## Exercice court
Pouvez-vous réécrire, sans en omettre aucune, les lignes du matériel allant de celle qui contient « LOOKUP lake ice | emit_box » jusqu'à la fin du matériel, bornes comprises, en augmentant de 148 chaque coordonnée des réponses ?

## Données enregistrées
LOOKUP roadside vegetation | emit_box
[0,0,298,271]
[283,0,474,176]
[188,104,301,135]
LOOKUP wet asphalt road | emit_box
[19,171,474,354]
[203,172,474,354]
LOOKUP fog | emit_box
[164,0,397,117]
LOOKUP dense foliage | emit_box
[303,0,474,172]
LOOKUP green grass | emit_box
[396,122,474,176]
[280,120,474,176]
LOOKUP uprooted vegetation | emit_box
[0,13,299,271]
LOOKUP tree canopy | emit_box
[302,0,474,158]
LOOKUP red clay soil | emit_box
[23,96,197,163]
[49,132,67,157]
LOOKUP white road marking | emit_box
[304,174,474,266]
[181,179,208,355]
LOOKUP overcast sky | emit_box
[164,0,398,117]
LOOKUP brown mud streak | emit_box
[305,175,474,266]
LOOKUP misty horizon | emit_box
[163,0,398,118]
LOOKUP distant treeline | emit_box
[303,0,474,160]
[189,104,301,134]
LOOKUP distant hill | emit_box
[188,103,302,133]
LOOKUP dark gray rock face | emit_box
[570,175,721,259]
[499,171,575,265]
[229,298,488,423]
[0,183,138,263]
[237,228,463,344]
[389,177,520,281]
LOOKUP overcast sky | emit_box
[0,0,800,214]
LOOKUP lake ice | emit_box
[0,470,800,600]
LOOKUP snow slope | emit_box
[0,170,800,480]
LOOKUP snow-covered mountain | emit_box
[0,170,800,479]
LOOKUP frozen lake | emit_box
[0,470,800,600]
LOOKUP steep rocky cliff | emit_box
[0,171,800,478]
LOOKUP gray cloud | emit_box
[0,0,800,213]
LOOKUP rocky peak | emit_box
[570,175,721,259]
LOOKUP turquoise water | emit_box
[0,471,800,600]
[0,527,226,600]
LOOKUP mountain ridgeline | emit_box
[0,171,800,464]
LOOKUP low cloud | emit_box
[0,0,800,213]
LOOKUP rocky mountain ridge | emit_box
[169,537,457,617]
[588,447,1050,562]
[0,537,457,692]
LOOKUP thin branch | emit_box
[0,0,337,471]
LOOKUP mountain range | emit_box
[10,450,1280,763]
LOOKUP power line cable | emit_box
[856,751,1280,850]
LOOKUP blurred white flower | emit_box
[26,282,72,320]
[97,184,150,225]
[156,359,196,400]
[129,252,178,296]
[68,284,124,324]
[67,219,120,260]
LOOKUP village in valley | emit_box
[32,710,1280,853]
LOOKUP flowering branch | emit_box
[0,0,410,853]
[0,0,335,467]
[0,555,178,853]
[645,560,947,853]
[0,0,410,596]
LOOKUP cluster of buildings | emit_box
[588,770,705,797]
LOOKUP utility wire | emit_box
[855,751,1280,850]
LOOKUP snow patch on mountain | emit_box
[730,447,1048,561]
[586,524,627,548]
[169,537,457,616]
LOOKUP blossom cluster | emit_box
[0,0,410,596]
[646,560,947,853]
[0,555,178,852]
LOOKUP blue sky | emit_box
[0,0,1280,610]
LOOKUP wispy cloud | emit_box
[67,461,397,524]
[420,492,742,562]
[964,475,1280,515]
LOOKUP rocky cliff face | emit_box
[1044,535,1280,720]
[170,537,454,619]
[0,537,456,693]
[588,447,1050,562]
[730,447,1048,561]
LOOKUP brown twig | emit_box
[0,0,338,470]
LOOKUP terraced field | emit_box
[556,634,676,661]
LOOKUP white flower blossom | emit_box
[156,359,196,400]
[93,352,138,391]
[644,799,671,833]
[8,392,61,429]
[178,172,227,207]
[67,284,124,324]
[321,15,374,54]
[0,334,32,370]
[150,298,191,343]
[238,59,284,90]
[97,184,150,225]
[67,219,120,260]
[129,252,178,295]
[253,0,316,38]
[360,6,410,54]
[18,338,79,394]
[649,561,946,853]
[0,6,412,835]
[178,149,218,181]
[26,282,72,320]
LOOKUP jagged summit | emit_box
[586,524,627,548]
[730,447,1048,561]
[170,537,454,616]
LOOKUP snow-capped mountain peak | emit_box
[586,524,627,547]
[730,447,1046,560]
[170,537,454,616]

## Réponse
LOOKUP lake ice | emit_box
[148,618,948,748]
LOOKUP snow slope | emit_box
[148,318,948,628]
LOOKUP snow-covered mountain | emit_box
[148,318,948,627]
LOOKUP frozen lake | emit_box
[148,618,948,748]
LOOKUP steep rocky cliff | emit_box
[148,319,948,626]
LOOKUP gray cloud | emit_box
[148,148,948,361]
LOOKUP rocky peak | emit_box
[718,323,869,407]
LOOKUP turquoise water | emit_box
[148,619,948,748]
[148,675,374,748]
LOOKUP mountain ridgeline | emit_box
[148,319,948,612]
LOOKUP low cloud | emit_box
[148,148,948,361]
LOOKUP rocky mountain ridge | emit_box
[317,685,605,765]
[736,595,1198,710]
[148,685,605,840]
LOOKUP thin branch | emit_box
[148,148,485,619]
LOOKUP mountain range | emit_box
[158,598,1428,911]
LOOKUP power line cable | emit_box
[1004,899,1428,998]
LOOKUP blurred white flower | emit_box
[174,430,220,468]
[245,332,298,373]
[304,507,344,548]
[277,400,326,444]
[216,432,272,472]
[215,367,268,408]
LOOKUP village in valley | emit_box
[180,858,1428,1001]
LOOKUP flowering branch | emit_box
[148,148,558,1001]
[148,148,483,615]
[148,703,326,1001]
[793,708,1095,1001]
[148,148,558,744]
LOOKUP cluster of buildings | emit_box
[736,918,853,945]
LOOKUP utility wire | emit_box
[1003,899,1428,998]
LOOKUP snow patch on mountain | emit_box
[878,595,1196,709]
[734,672,775,696]
[317,685,605,764]
LOOKUP blossom cluster | emit_box
[148,148,558,744]
[794,708,1095,1001]
[148,703,326,1000]
LOOKUP blue sky | emit_box
[148,148,1428,758]
LOOKUP wispy cloud | emit_box
[215,609,545,672]
[568,640,890,710]
[1112,623,1428,663]
LOOKUP rocky cliff face | emit_box
[1192,683,1428,868]
[318,685,602,767]
[148,685,604,841]
[736,595,1198,710]
[878,595,1196,709]
LOOKUP brown twig | emit_box
[148,148,486,618]
LOOKUP terraced field | emit_box
[704,782,824,809]
LOOKUP white flower blossom | emit_box
[304,507,344,548]
[241,500,286,539]
[792,947,819,981]
[156,540,209,577]
[326,320,375,355]
[215,432,272,472]
[469,163,522,202]
[148,482,180,518]
[298,446,339,491]
[386,207,432,238]
[245,332,298,373]
[215,367,268,408]
[277,400,326,443]
[401,148,464,186]
[508,154,558,202]
[166,486,227,542]
[797,709,1094,1001]
[148,154,560,983]
[326,297,366,329]
[174,430,220,468]
LOOKUP jagged summit | emit_box
[734,672,775,696]
[878,595,1196,709]
[318,685,602,764]
LOOKUP snow-capped mountain peak | emit_box
[734,672,775,695]
[878,595,1194,708]
[318,685,602,764]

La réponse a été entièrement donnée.